▸ **Reading text**
BEGIN
Optimal Control Of Asynchronous Motor Mechanical Efficiency Based On Genetic Algorithms

The electrical equipment which achieves electrical energy and mechanical energy conversion collectively known as the motor. And the motor converses electrical energy into mechanical energy by the principle of electromagnetic induction. The device which converses mechanical energy into electrical energy called the generator, and the device which converses mechanical energy into electrical energy called the electric motor. The AC motor is widely used in production, especially the three-phase asynchronous motor. Asynchronous motor is large, a wide range of energy-consuming equipment, the annual electricity consumption of the asynchronous motor accounted for about 80% of industrial power consumption. As the asynchronous motor has a simple structure, rugged, reliable, low cost, easy maintenance, etc., they are widely used to drive a variety of metal cutting machine tools, cranes, forging machines, conveyor belts, foundry machinery, low power fan, water pump, and so on. However, most of the asynchronous motors not run at fully loaded situation, or not always run at full capacity in practice work, the electric motor often works at full load voltage and light load or the state of frequent load fluctuations, which results in low power factor and efficiency of induction motor, generally the power factor is less than 0.8, and such non-economic operation of motor waste a lot of energy, energy conservation is becoming increasingly prominent.Genetic algorithm is a simple and efficient optimization algorithm, which pointed out a general way for us to solve complex optimization problems, and also provides a strong basis for the optimization problem of three-phase asynchronous motor's mechanical efficiency at light load or no load. This paper theoretical analysises the mechanical efficiency of three-phase asynchronous motor at light load or no load, and put forward a way to improve the mechanical efficiency of three-phase asynchronous motor at light load or no load by the principle of genetic algorithm, then proves the reliability of the optimization in theory. From the experiment and simulation results, we can see that the optimal method based on genetic algorithms has significantly improved the mechanical efficiency of three-phase asynchronous motor at light load or no load, and it has a high theoretical and practical significance.
END
▸ **Instructions to follow**
According to the abstract on asynchronous motor efficiency, what share of industrial power consumption do asynchronous motors account for each year?

▸ **Recorded data**
BEGIN
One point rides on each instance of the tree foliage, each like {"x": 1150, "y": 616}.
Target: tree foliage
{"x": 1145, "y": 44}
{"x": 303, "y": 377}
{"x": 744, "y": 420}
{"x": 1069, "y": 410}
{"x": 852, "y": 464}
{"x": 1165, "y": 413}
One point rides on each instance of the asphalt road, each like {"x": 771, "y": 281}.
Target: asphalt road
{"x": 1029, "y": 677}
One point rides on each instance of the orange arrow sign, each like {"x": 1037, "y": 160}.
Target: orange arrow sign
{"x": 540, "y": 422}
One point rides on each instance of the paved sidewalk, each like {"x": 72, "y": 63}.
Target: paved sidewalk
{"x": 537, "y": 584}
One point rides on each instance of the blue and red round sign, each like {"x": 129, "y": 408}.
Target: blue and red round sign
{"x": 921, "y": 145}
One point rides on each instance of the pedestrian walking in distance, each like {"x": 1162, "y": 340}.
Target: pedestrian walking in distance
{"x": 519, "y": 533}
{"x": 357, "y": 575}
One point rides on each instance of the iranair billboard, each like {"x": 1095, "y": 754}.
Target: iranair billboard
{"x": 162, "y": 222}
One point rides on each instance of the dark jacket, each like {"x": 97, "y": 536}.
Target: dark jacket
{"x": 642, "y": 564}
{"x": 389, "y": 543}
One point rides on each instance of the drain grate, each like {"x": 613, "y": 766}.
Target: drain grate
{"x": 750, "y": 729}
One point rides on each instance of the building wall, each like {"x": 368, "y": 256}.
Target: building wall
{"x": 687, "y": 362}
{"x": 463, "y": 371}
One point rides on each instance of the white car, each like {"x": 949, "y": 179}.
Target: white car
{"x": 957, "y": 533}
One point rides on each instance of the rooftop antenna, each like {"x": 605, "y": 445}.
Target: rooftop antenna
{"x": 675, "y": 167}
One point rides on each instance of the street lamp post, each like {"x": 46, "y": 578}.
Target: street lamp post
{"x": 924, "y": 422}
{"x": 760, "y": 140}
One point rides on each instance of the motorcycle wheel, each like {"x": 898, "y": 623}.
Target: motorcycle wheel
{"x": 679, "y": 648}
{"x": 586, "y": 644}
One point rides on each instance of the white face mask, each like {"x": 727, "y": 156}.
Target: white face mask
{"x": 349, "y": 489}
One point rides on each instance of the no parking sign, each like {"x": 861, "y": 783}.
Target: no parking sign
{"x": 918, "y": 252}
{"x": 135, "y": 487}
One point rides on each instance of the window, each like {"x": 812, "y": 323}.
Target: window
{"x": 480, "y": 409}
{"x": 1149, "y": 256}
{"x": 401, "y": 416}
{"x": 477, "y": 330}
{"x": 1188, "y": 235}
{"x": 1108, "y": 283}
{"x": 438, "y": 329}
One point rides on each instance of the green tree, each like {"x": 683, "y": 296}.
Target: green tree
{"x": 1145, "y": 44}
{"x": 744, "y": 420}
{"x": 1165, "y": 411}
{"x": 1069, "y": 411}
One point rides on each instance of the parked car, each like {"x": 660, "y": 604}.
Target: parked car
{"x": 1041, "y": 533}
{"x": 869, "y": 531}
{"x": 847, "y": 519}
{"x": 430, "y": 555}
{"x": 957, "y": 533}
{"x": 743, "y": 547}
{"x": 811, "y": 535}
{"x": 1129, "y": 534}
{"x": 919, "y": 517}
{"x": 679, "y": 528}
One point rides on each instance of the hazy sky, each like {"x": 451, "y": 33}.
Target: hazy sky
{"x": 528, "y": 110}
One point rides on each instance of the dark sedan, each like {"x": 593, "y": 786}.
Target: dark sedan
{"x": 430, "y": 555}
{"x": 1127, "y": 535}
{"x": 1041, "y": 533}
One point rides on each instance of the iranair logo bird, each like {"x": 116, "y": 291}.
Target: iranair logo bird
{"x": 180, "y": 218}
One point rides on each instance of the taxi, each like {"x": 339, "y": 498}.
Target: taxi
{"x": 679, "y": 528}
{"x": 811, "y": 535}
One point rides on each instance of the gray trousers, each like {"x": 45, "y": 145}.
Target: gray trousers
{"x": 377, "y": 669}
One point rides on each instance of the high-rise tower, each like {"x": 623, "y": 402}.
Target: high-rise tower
END
▸ **Task solution**
About 80%